# Midwest takes out South Florida!!!



## Blueface (May 28, 2005)

Boca Raton is wrecked!!!
We are in deep water!!!
Seems Booker and his cohorts have picked on me to lay a Midwest style a** whooping.
Photos to follow (once I can scrape myself off the ground).


----------



## SmokeyJoe (Oct 3, 2006)

Can't wait to see the extent of the devastation... :ss

Hope you enjoy them! :tu


----------



## Simplified (Feb 18, 2006)

Time for the white flag!!!:ss


----------



## White97Jimmy (May 12, 2006)

w00t! The Eagle has landed! I repeat, the Eagle has landed!


----------



## sailchaser (Jun 16, 2007)

White97Jimmy said:


> w00t! The Eagle has landed! I repeat, the Eagle has landed!


Yahoo!


----------



## White97Jimmy (May 12, 2006)

I would have shipped a box of snow, but it there wasn't any on the ground yet. Now, there's plenty to send your way!


----------



## DragonMan (Dec 29, 2006)

This is going to be good!!! :mn


----------



## replicant_argent (May 13, 2006)

snorts....





poor Carlos... and he just got a new roof.


----------



## DETROITPHA357 (Jul 8, 2006)

DATA BLOCK:
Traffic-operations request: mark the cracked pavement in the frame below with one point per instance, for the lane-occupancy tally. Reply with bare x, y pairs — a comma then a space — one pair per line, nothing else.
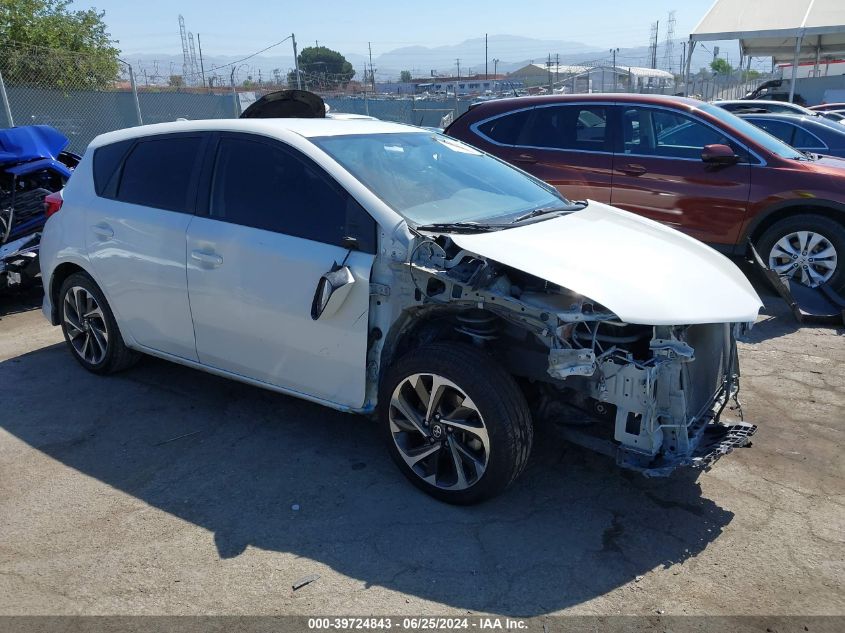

DIRECTION: Return the full "Midwest takes out South Florida!!!" thread above, word for word and unchanged.

EXERCISE RESPONSE:
# Midwest takes out South Florida!!!



## Blueface (May 28, 2005)

Boca Raton is wrecked!!!
We are in deep water!!!
Seems Booker and his cohorts have picked on me to lay a Midwest style a** whooping.
Photos to follow (once I can scrape myself off the ground).


----------



## SmokeyJoe (Oct 3, 2006)

Can't wait to see the extent of the devastation... :ss

Hope you enjoy them! :tu


----------



## Simplified (Feb 18, 2006)

Time for the white flag!!!:ss


----------



## White97Jimmy (May 12, 2006)

w00t! The Eagle has landed! I repeat, the Eagle has landed!


----------



## sailchaser (Jun 16, 2007)

White97Jimmy said:


> w00t! The Eagle has landed! I repeat, the Eagle has landed!


Yahoo!


----------



## White97Jimmy (May 12, 2006)

I would have shipped a box of snow, but it there wasn't any on the ground yet. Now, there's plenty to send your way!


----------



## DragonMan (Dec 29, 2006)

This is going to be good!!! :mn


----------



## replicant_argent (May 13, 2006)

snorts....





poor Carlos... and he just got a new roof.


----------



## DETROITPHA357 (Jul 8, 2006)